*Written instruction:*
Copy out the whole passage about the listed buildings in Rolleston, Nottinghamshire, word for word.

*Selected text:*
-*-
= Listed buildings in Rolleston, Nottinghamshire =

Rolleston is a civil parish in the Newark and Sherwood district of Nottinghamshire, England. The parish contains eight listed buildings that are recorded in the National Heritage List for England. Of these, one is listed at Grade I, the highest of the three grades, and the others are at Grade II, the lowest grade. The parish contains the village of Rolleston and the surrounding area. All the listed building are in or near the village, and consist of a church, a sundial in the churchyard, a village cross, a watermill, houses, a cottage, and a barn.
-*-
*Dataset records:*
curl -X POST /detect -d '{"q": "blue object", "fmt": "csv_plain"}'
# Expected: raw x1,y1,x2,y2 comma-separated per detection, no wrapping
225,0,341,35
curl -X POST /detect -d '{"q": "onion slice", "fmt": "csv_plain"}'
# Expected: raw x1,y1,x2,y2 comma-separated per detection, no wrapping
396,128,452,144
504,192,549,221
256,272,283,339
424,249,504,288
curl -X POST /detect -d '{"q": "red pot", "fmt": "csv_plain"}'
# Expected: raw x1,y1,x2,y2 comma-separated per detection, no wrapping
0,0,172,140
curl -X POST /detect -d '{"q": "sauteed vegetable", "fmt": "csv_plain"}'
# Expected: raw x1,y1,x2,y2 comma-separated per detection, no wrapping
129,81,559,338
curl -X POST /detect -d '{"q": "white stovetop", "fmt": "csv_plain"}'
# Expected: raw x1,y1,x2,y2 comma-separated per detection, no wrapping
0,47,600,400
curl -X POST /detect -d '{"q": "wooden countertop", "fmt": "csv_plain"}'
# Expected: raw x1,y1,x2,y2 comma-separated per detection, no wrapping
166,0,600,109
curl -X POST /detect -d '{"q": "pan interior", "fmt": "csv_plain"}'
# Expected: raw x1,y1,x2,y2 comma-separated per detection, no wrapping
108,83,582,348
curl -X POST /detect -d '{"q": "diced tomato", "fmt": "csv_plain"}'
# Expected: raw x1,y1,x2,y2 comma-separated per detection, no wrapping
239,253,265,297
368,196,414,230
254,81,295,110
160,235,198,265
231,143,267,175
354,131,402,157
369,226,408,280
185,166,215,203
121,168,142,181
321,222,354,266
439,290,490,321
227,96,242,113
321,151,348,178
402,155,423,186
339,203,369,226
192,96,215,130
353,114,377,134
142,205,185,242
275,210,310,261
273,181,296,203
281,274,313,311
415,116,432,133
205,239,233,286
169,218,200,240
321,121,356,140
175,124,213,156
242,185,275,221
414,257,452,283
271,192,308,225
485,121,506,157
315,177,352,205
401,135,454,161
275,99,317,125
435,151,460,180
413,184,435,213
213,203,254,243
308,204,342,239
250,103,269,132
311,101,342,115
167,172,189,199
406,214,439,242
-*-
*Result of this exercise:*
= Listed buildings in Rolleston, Nottinghamshire =

Rolleston is a civil parish in the Newark and Sherwood district of Nottinghamshire, England. The parish contains eight listed buildings that are recorded in the National Heritage List for England. Of these, one is listed at Grade I, the highest of the three grades, and the others are at Grade II, the lowest grade. The parish contains the village of Rolleston and the surrounding area. All the listed building are in or near the village, and consist of a church, a sundial in the churchyard, a village cross, a watermill, houses, a cottage, and a barn.